Please rewrite all of the data below, changing every "dot" to "mark" and leaving everything else as it is.

▶ _DATA_:
Start
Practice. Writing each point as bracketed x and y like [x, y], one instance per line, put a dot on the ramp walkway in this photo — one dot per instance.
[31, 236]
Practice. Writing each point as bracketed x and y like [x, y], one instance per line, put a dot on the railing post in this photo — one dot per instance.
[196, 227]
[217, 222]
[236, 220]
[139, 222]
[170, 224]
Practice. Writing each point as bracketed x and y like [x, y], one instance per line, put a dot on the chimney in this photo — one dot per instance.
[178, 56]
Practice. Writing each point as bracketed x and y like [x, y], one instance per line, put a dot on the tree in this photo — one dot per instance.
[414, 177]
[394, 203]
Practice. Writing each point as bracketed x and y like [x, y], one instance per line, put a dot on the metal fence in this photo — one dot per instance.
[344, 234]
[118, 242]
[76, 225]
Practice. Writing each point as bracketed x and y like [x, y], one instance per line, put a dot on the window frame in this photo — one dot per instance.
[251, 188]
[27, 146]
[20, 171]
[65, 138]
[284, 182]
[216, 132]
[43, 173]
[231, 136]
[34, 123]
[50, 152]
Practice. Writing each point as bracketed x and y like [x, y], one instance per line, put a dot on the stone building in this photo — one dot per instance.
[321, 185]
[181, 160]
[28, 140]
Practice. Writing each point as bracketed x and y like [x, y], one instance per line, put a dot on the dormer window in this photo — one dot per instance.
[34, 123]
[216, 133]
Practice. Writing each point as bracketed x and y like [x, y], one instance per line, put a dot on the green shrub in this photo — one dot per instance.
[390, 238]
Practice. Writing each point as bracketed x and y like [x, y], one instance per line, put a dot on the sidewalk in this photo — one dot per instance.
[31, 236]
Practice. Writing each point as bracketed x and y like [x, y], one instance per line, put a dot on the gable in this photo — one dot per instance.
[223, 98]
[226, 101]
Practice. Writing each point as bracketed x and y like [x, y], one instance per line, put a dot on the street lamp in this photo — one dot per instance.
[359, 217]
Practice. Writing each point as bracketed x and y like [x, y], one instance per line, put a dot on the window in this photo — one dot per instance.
End
▶ _SOLUTION TO THIS EXERCISE_:
Practice. Writing each point as bracketed x and y like [x, y], one instance per line, put a mark on the ramp walkway in this photo — one mark per instance.
[31, 236]
Practice. Writing each point as bracketed x and y like [x, y], one instance per line, put a mark on the railing post in this photo — one mark per instance.
[196, 227]
[217, 222]
[236, 220]
[139, 222]
[170, 224]
Practice. Writing each point as bracketed x and y like [x, y], one instance per line, put a mark on the chimney in this photo — one mark per instance.
[178, 56]
Practice. Writing each point as bracketed x and y like [x, y], one instance per line, put a mark on the tree in this photo — one mark per instance.
[414, 177]
[394, 203]
Practice. Writing each point as bracketed x and y like [x, y], one instance per line, put a mark on the metal fence in this photo — one mark per instance.
[344, 234]
[118, 242]
[76, 225]
Practice. Writing each point as bracketed x and y like [x, y], one instance per line, put a mark on the window frame in this photo — one mark per instance.
[251, 188]
[27, 146]
[20, 171]
[65, 138]
[284, 182]
[216, 132]
[43, 173]
[231, 136]
[34, 123]
[50, 152]
Practice. Writing each point as bracketed x and y like [x, y], one instance per line, put a mark on the stone building in this photo — one mark per instance.
[321, 185]
[181, 160]
[28, 140]
Practice. Writing each point as bracketed x and y like [x, y], one instance per line, put a mark on the dormer window in this photo — one mark per instance.
[34, 123]
[216, 133]
Practice. Writing each point as bracketed x and y like [x, y], one instance per line, put a mark on the green shrub in this photo — one mark per instance.
[390, 238]
Practice. Writing each point as bracketed x and y like [x, y], one instance per line, put a mark on the sidewalk in this photo — one mark per instance.
[31, 236]
Practice. Writing each point as bracketed x and y like [x, y], one instance per line, put a mark on the gable in this photo — one mark per instance.
[223, 98]
[226, 101]
Practice. Writing each point as bracketed x and y like [x, y], one instance per line, put a mark on the street lamp in this photo — one mark per instance.
[359, 217]
Practice. Writing each point as bracketed x and y like [x, y], one instance per line, put a mark on the window in this photo — one mark per instance.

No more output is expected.